(Referring expression data)
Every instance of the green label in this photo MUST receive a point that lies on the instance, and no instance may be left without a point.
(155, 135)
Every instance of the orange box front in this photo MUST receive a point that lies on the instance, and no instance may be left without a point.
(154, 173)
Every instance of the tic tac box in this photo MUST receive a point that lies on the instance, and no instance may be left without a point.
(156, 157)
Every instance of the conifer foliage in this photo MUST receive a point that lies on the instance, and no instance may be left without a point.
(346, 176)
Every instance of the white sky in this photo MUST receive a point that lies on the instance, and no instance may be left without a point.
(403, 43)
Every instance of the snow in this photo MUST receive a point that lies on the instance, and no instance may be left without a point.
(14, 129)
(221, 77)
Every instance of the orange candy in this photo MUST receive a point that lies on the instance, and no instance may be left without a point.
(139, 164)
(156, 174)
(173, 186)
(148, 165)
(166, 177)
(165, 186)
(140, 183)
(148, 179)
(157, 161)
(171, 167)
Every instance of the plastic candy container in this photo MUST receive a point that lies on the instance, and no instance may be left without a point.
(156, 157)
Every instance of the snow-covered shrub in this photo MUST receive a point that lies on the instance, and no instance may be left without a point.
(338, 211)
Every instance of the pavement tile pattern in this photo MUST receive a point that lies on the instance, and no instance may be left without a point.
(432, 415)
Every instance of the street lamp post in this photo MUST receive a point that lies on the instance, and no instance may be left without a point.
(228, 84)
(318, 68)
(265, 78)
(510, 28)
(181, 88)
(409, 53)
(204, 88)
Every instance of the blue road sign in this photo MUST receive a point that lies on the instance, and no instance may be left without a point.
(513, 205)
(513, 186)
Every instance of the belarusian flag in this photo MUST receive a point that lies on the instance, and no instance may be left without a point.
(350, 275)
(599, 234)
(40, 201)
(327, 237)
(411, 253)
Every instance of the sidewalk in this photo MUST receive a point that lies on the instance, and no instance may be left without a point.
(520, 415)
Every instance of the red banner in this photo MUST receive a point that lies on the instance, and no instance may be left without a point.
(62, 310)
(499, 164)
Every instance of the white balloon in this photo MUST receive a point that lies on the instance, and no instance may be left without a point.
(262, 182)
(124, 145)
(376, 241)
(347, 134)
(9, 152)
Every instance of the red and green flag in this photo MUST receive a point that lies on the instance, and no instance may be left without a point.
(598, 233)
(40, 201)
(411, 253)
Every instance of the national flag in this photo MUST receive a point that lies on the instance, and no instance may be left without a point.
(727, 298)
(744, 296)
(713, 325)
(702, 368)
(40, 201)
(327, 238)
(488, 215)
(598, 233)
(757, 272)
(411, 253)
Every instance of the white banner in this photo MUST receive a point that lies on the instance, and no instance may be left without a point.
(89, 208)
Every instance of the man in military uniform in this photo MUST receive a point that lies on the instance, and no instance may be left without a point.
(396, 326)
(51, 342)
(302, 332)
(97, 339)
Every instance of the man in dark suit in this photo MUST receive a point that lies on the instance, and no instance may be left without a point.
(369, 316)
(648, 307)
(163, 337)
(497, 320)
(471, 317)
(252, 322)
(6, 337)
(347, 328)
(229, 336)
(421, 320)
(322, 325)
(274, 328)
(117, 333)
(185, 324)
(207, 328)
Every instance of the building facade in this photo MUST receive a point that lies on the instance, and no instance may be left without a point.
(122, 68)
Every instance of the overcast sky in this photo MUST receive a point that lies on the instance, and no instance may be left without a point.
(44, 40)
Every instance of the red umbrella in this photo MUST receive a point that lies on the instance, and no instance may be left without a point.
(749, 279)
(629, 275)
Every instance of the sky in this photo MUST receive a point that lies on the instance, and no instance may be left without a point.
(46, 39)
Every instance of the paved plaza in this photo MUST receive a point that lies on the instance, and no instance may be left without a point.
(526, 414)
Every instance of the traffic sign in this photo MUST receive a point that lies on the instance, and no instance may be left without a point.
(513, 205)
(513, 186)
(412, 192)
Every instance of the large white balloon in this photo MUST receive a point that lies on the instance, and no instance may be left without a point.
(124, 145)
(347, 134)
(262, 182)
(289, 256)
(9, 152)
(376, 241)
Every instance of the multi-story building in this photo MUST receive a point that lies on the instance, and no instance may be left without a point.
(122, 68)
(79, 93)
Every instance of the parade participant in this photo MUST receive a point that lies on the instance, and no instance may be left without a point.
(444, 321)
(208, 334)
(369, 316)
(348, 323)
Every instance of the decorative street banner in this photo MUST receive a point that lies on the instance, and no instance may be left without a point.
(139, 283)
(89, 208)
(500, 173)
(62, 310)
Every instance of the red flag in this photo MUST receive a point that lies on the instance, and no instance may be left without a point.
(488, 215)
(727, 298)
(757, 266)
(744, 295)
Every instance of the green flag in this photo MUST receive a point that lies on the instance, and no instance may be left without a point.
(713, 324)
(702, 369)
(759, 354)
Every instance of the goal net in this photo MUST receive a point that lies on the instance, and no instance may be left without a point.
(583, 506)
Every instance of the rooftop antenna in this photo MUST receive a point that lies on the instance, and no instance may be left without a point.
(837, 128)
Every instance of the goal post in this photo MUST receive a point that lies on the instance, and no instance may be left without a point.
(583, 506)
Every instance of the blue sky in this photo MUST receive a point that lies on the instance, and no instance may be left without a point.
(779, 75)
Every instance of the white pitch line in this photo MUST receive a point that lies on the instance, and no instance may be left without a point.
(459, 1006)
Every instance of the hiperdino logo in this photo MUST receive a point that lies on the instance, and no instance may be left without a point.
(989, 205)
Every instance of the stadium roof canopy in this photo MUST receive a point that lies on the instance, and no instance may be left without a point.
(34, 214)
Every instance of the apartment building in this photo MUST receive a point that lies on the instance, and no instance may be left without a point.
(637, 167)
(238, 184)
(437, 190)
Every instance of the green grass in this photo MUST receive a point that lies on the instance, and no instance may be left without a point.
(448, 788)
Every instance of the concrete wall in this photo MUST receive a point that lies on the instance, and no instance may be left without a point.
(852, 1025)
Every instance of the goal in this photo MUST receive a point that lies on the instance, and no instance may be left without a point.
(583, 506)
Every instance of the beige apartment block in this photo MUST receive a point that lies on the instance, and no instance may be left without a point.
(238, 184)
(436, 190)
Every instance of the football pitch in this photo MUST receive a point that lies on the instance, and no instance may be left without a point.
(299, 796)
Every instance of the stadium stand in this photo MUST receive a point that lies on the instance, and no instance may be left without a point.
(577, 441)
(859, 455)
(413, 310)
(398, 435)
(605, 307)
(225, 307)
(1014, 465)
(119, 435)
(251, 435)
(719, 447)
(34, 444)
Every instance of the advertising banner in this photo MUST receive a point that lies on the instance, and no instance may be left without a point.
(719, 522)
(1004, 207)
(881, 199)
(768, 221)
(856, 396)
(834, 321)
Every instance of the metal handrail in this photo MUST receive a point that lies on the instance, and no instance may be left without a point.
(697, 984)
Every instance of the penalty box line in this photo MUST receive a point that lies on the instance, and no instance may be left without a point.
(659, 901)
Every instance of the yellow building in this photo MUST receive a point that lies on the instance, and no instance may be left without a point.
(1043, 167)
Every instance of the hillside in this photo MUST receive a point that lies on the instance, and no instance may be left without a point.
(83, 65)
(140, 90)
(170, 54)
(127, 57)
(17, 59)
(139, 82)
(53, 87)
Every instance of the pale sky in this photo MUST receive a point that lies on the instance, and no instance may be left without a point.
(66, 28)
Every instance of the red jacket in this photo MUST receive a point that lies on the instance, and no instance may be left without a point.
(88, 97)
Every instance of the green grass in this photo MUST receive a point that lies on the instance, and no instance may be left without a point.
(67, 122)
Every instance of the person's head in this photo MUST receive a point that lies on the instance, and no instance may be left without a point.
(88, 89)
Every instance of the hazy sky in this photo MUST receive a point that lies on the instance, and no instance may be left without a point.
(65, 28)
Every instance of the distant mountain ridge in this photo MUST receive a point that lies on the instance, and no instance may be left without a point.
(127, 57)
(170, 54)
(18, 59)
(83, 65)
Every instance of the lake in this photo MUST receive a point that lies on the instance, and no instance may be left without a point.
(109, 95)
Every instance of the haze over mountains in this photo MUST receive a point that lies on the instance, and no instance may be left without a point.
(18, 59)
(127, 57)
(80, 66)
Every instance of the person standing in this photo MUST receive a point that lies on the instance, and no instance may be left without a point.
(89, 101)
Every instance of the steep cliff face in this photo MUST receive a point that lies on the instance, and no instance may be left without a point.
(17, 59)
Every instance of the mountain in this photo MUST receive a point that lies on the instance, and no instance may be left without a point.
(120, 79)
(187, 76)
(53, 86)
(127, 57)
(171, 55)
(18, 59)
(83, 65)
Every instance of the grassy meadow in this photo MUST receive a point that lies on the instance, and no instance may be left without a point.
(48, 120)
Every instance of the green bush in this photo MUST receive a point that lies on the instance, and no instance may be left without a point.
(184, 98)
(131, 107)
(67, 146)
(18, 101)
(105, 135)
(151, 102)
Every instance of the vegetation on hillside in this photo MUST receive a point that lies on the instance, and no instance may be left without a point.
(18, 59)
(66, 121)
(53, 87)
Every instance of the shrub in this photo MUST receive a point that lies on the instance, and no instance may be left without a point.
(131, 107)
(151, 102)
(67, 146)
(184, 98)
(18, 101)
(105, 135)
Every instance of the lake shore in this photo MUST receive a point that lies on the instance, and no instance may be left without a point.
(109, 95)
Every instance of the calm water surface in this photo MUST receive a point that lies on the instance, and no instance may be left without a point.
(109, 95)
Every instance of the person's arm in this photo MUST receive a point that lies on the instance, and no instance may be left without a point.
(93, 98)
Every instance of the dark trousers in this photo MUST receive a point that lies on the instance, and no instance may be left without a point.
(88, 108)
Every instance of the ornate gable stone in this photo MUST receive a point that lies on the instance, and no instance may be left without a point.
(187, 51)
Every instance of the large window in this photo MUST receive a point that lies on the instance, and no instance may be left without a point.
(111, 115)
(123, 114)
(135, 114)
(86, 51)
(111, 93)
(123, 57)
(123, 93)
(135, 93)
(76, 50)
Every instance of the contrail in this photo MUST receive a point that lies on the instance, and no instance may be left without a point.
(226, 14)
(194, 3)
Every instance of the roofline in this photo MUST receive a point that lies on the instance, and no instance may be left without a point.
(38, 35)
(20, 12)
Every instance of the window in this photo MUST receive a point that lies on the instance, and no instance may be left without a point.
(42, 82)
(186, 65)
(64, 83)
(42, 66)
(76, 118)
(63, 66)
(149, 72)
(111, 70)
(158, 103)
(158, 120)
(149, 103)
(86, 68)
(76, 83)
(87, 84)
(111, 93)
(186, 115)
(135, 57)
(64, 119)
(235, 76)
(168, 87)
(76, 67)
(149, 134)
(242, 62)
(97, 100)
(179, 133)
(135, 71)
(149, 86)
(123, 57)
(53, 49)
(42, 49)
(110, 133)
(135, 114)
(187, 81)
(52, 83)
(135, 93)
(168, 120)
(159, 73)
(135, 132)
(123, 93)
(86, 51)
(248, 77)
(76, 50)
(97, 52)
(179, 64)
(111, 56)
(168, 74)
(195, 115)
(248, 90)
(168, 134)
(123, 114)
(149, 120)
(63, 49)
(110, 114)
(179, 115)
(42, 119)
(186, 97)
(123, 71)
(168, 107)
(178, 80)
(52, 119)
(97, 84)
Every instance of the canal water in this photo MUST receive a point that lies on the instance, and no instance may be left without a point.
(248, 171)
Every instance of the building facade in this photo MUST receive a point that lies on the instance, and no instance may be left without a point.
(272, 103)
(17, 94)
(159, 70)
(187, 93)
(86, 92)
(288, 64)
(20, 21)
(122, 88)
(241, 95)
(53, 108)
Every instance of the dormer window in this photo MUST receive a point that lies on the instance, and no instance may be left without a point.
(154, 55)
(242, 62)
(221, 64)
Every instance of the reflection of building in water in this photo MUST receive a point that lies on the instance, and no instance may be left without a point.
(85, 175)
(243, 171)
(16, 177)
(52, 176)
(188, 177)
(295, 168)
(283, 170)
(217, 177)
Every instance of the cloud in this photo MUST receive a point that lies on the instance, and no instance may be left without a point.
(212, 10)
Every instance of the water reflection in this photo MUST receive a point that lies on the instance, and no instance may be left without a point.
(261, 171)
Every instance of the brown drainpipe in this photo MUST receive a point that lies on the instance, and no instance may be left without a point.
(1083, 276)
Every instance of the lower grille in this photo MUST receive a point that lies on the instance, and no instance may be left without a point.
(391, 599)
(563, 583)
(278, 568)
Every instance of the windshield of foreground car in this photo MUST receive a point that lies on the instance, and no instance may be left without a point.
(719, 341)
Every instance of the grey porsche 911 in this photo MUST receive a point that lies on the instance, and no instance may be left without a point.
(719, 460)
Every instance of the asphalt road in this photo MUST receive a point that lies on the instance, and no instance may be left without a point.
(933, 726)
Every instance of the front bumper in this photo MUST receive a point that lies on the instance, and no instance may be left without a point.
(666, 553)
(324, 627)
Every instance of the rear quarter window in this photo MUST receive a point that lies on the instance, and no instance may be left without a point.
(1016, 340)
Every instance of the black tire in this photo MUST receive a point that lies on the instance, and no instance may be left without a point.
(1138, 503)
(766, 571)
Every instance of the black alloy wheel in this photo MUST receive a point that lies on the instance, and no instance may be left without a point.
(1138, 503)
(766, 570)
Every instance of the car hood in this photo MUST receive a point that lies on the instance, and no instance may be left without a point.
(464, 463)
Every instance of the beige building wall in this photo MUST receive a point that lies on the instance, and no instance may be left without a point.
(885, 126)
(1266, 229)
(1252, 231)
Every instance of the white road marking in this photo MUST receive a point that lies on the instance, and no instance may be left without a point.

Exercise requirements
From the line holding "Every instance of the black tire" to the last line of the data above, copy every line exactly and include nothing more.

Result
Every instance of the black tire in this photo MUST receive a point that lies on the instance, and no instance may be left without a point.
(1138, 503)
(766, 571)
Every instance of the black alloy wheel in this photo MUST receive a point that lies on the instance, and no instance may be left without a point.
(1138, 503)
(766, 570)
Every instance of the car hood in this photo MUST receive a point that lies on the instance, and no instance may be left without a point.
(464, 463)
Every instance of the beige building wall in this photo MUST receive a point that lies on the instance, and no instance may be left without a point.
(885, 126)
(1266, 229)
(1252, 231)
Every instance of the white road marking in this photo MUST receive a point that lies on the instance, and no instance may be left without a point.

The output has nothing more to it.